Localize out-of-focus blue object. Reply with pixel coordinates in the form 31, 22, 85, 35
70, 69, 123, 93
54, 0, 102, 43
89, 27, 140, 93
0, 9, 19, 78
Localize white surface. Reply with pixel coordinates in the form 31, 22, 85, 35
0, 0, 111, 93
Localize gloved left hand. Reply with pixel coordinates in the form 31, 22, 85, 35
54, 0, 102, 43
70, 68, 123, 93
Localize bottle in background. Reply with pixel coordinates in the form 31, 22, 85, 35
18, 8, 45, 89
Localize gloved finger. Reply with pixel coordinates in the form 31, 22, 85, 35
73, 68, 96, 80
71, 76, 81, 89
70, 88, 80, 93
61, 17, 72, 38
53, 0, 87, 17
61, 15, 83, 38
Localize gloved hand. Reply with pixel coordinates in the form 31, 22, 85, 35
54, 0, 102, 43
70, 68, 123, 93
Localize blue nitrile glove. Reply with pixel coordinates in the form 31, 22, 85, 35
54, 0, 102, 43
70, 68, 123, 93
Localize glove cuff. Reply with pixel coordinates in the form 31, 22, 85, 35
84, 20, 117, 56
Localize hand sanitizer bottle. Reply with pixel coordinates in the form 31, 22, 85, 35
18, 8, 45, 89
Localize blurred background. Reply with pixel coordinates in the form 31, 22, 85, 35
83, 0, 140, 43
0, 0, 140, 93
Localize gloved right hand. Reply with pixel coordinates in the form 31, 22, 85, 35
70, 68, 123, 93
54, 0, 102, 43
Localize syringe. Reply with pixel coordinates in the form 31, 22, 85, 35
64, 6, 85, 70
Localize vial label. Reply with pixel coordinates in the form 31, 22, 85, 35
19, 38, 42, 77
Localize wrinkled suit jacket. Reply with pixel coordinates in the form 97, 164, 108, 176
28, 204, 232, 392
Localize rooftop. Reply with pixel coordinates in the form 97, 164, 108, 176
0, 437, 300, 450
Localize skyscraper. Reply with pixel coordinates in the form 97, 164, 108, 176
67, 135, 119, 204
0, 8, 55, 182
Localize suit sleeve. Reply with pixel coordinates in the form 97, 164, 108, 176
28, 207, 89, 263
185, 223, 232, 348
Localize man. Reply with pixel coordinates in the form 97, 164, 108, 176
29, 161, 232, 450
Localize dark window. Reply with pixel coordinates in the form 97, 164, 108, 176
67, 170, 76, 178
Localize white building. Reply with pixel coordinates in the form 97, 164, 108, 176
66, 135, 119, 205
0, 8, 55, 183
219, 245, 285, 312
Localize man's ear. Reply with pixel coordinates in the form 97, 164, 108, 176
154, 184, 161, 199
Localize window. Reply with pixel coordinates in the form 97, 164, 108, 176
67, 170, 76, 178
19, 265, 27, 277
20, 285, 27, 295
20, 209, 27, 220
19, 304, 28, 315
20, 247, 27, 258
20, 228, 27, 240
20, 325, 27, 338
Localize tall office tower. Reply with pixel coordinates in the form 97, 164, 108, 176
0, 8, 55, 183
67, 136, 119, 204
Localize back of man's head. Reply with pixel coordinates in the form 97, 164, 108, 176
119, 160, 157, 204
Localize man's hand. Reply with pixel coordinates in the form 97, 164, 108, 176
────────────────────
== INSTRUCTIONS FOR THE TASK ==
Reproduce every entry above word for word, from the first one through the last.

== WRITTEN RESPONSE ==
Localize out-of-focus blue object. Reply with pixel coordinates in the form 31, 22, 85, 35
70, 69, 123, 93
54, 0, 102, 43
89, 27, 140, 93
0, 9, 19, 78
Localize white surface. Reply with pixel coordinates in the form 31, 22, 85, 35
0, 0, 111, 93
Localize gloved left hand. Reply with pixel coordinates in the form 31, 22, 85, 35
54, 0, 102, 43
70, 68, 123, 93
Localize bottle in background. Reply with pixel coordinates in the form 31, 22, 85, 35
18, 8, 45, 89
Localize gloved finger. Reply with pixel coordinates in the form 31, 22, 85, 35
73, 68, 96, 80
71, 76, 81, 89
70, 88, 80, 93
61, 17, 72, 38
53, 0, 87, 17
61, 15, 83, 38
Localize gloved hand. Reply with pixel coordinates in the form 31, 22, 85, 35
54, 0, 102, 43
70, 68, 123, 93
Localize blue nitrile glove. Reply with pixel coordinates in the form 31, 22, 85, 35
54, 0, 102, 43
70, 68, 123, 93
Localize glove cuff. Reply with pixel coordinates in the form 31, 22, 85, 35
84, 20, 117, 56
Localize hand sanitizer bottle. Reply with pixel coordinates in the form 31, 22, 85, 35
18, 8, 45, 89
Localize blurred background. Reply with pixel coordinates in the form 31, 22, 85, 35
83, 0, 140, 43
0, 0, 140, 93
Localize gloved right hand. Reply with pixel coordinates in the form 31, 22, 85, 35
70, 68, 123, 93
54, 0, 102, 43
Localize syringe. Reply with pixel coordinates in the form 31, 22, 85, 35
64, 6, 85, 70
Localize vial label. Reply with pixel coordinates in the form 31, 22, 85, 35
19, 38, 42, 77
Localize wrinkled suit jacket. Reply with pixel coordinates in the form 97, 164, 108, 176
28, 204, 232, 392
Localize rooftop. Reply with pixel coordinates in the form 97, 164, 108, 176
0, 437, 300, 450
Localize skyscraper. Reply with pixel coordinates in the form 97, 164, 108, 176
67, 135, 119, 204
0, 8, 55, 182
Localize suit sleeve. Reply with pixel coordinates in the form 97, 164, 108, 176
28, 207, 89, 263
185, 223, 232, 348
Localize man. Reply with pixel coordinates in the form 97, 164, 108, 176
29, 161, 232, 450
Localize dark window. Reply with pixel coordinates in the form 97, 164, 108, 176
67, 170, 76, 178
Localize white building. Reply with pixel coordinates in the form 97, 164, 108, 176
66, 135, 119, 205
0, 8, 55, 183
219, 245, 285, 312
Localize man's ear. Reply with pixel coordinates in the form 97, 164, 108, 176
154, 184, 161, 199
Localize window. Reply with pixel coordinates in the form 97, 164, 108, 176
67, 170, 76, 178
19, 265, 27, 277
20, 285, 27, 295
20, 209, 27, 220
19, 304, 28, 315
20, 247, 27, 258
20, 228, 27, 240
20, 325, 27, 338
Localize tall office tower. Reply with pixel coordinates in the form 97, 164, 108, 176
0, 8, 55, 183
67, 136, 119, 204
Localize back of man's head. Reply with pixel coordinates in the form 97, 164, 108, 176
119, 160, 157, 204
Localize man's hand. Reply with pixel coordinates in the form 97, 164, 108, 176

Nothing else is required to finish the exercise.